## Stated task a:
Revise the tomato festival article from "The strain of" down to "competition this Thursday.", swapping "hearts" for "minds".

## Source excerpt:

COLUMBIA — Heat and a hailstorm have killed the champion.
The strain of Brandywine tomatoes that won visitor’s hearts and votes last year at MU's Bradford Research and Extension Center's annual Tomato Festival won’t even make it into the competition this Thursday.
WHAT: Seventh annual Tomato Festival
WHEN: Thursday, 4- 7:30 p.m.
WHERE: Inside MU's Bradford Research and Extension Center's Conference Center, 4968 Rangeline Road.
But Heatwave and Celebrity, two strong contenders, have thrived. Of the 115 varieties planted at the research farm, they were among the 65 that survived an abundance of heat and a hammering by an early July hailstorm.
“It’s good to have problems,” Tim Reinbott, center superintendent said, “because then you learn from them.”
He now knows that varieties such as the aptly-named Heatwave and commonly-grown Celebrity can take high heat and still produce a healthy crop of tomatoes.

## Stated task b:
Rewrite the rows from the line containing "Would you mind spotting the stone paving" down to the line containing "<point>669,557</point>", requests included, and shift every point coordinate in them up by 39.

## Dataset entries:
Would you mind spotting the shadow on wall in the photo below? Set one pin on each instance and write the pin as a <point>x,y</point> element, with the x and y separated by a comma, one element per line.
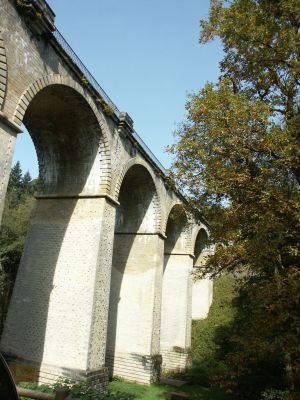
<point>135,218</point>
<point>66,135</point>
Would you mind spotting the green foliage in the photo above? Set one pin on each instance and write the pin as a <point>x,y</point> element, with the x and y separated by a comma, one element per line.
<point>209,335</point>
<point>273,394</point>
<point>122,390</point>
<point>238,157</point>
<point>17,210</point>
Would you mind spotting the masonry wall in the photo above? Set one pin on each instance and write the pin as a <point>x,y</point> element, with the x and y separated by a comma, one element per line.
<point>57,321</point>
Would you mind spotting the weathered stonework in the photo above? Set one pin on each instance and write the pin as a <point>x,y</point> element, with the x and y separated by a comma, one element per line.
<point>105,277</point>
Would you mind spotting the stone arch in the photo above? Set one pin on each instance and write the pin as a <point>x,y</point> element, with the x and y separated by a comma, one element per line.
<point>156,201</point>
<point>3,71</point>
<point>176,290</point>
<point>186,233</point>
<point>56,80</point>
<point>202,289</point>
<point>199,243</point>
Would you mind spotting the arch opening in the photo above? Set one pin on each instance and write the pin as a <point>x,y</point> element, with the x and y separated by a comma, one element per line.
<point>66,135</point>
<point>202,292</point>
<point>176,287</point>
<point>133,329</point>
<point>61,250</point>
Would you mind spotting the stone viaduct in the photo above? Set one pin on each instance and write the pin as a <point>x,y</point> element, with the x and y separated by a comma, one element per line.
<point>105,281</point>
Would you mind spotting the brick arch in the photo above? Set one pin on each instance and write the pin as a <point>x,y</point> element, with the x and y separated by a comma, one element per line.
<point>187,233</point>
<point>56,79</point>
<point>199,228</point>
<point>157,199</point>
<point>3,71</point>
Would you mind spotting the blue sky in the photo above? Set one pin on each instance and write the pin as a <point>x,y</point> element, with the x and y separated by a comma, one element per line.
<point>146,56</point>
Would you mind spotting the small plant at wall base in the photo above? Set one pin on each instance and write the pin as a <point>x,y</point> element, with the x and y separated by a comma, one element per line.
<point>84,81</point>
<point>23,3</point>
<point>107,109</point>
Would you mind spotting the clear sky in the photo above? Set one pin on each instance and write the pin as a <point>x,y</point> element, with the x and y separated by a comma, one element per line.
<point>145,54</point>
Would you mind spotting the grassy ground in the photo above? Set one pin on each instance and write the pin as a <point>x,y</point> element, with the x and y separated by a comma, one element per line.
<point>121,390</point>
<point>205,351</point>
<point>155,392</point>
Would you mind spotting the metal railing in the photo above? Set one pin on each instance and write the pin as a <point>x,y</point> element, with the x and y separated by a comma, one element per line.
<point>96,86</point>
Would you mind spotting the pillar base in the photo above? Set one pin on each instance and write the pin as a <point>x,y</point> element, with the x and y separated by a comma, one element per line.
<point>176,359</point>
<point>24,371</point>
<point>144,369</point>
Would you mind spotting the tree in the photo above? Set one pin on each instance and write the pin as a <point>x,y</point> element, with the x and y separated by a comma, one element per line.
<point>238,157</point>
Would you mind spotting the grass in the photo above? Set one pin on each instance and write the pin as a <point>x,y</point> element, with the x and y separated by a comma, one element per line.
<point>122,390</point>
<point>157,391</point>
<point>205,351</point>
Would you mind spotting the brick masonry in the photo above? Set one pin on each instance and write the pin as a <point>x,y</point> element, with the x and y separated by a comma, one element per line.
<point>91,280</point>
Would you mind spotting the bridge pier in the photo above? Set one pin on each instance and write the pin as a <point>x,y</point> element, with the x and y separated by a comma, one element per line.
<point>176,293</point>
<point>176,312</point>
<point>134,314</point>
<point>8,136</point>
<point>57,320</point>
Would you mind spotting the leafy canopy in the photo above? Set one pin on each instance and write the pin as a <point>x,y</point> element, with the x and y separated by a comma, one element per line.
<point>237,158</point>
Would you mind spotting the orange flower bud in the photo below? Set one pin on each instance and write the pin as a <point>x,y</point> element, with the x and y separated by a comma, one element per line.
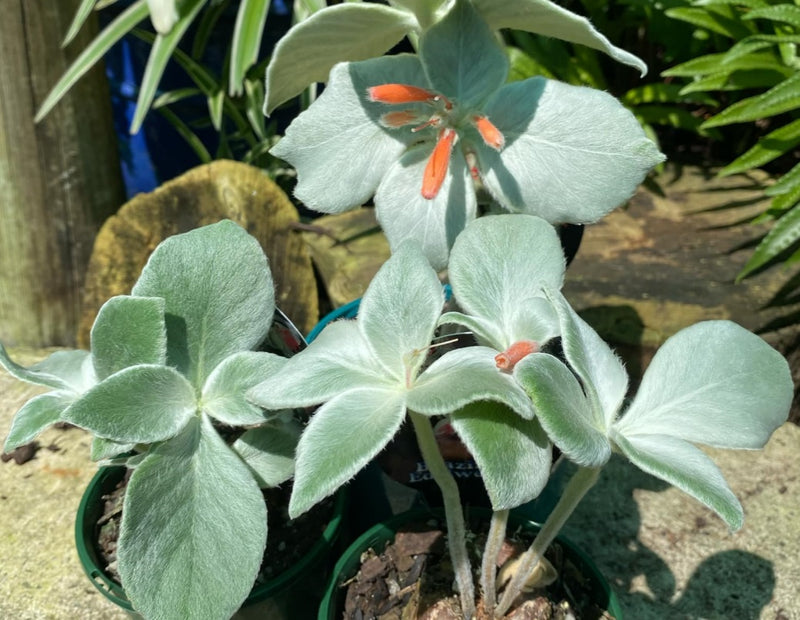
<point>436,169</point>
<point>399,93</point>
<point>513,354</point>
<point>491,135</point>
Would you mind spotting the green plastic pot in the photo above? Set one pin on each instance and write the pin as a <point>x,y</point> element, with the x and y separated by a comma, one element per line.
<point>349,563</point>
<point>293,594</point>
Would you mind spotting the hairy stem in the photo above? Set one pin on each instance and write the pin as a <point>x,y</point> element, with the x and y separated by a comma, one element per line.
<point>456,531</point>
<point>579,484</point>
<point>497,534</point>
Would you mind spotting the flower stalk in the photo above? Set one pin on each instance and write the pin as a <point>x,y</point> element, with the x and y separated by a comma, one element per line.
<point>456,530</point>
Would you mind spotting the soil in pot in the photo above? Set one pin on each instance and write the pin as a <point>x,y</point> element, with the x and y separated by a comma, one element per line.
<point>412,577</point>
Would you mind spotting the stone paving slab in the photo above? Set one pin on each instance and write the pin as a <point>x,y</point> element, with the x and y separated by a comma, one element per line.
<point>669,557</point>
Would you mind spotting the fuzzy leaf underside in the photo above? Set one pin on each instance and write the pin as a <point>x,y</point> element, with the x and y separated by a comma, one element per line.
<point>603,376</point>
<point>571,154</point>
<point>269,452</point>
<point>347,32</point>
<point>140,404</point>
<point>107,449</point>
<point>336,361</point>
<point>224,394</point>
<point>513,455</point>
<point>35,416</point>
<point>404,213</point>
<point>465,376</point>
<point>343,436</point>
<point>684,466</point>
<point>338,146</point>
<point>501,287</point>
<point>549,19</point>
<point>219,295</point>
<point>194,529</point>
<point>62,370</point>
<point>713,383</point>
<point>398,333</point>
<point>563,410</point>
<point>128,331</point>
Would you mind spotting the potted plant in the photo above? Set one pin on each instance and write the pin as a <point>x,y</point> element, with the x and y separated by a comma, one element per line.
<point>163,393</point>
<point>438,138</point>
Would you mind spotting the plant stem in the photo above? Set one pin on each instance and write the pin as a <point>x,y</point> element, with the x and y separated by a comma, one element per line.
<point>494,542</point>
<point>456,531</point>
<point>579,484</point>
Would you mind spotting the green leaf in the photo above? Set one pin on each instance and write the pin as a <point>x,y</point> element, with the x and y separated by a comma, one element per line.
<point>160,54</point>
<point>81,14</point>
<point>773,145</point>
<point>462,58</point>
<point>713,383</point>
<point>251,19</point>
<point>344,32</point>
<point>352,151</point>
<point>781,98</point>
<point>563,410</point>
<point>338,360</point>
<point>404,213</point>
<point>343,436</point>
<point>716,64</point>
<point>463,376</point>
<point>549,19</point>
<point>504,287</point>
<point>661,93</point>
<point>787,183</point>
<point>738,80</point>
<point>128,331</point>
<point>269,452</point>
<point>141,404</point>
<point>192,139</point>
<point>219,295</point>
<point>604,378</point>
<point>787,13</point>
<point>35,416</point>
<point>513,455</point>
<point>783,235</point>
<point>759,41</point>
<point>107,449</point>
<point>224,392</point>
<point>686,467</point>
<point>399,333</point>
<point>93,52</point>
<point>63,370</point>
<point>194,529</point>
<point>255,99</point>
<point>731,27</point>
<point>571,153</point>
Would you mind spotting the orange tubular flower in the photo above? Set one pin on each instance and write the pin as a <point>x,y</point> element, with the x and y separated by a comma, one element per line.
<point>513,354</point>
<point>399,93</point>
<point>491,135</point>
<point>438,162</point>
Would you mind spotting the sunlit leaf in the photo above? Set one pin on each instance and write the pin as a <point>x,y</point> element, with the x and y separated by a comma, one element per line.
<point>157,60</point>
<point>92,53</point>
<point>251,20</point>
<point>194,529</point>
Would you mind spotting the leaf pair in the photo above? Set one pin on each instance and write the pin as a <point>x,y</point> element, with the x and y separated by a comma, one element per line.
<point>713,383</point>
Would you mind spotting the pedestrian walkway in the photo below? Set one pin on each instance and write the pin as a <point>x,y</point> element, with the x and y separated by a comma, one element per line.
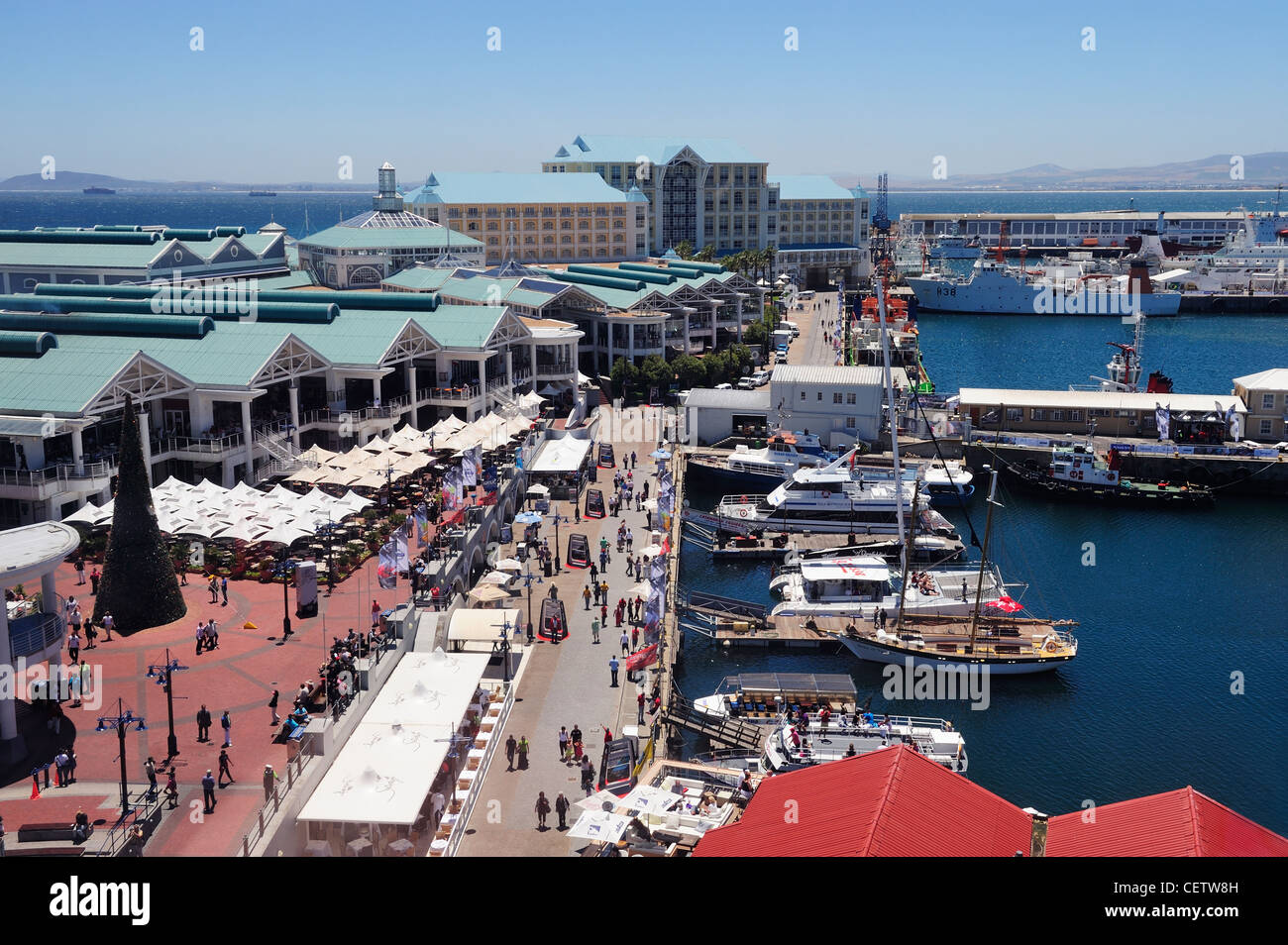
<point>565,685</point>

## Complete output a:
The strain of Brandywine tomatoes that won visitor’s minds and votes last year at MU's Bradford Research and Extension Center's annual Tomato Festival won’t even make it into the competition this Thursday.

## Complete output b:
Would you mind spotting the stone paving slab in the photo above? Set one pin on each instance and write the pin as a <point>x,y</point> element, with the x and y separated by a comma, one element per line.
<point>708,596</point>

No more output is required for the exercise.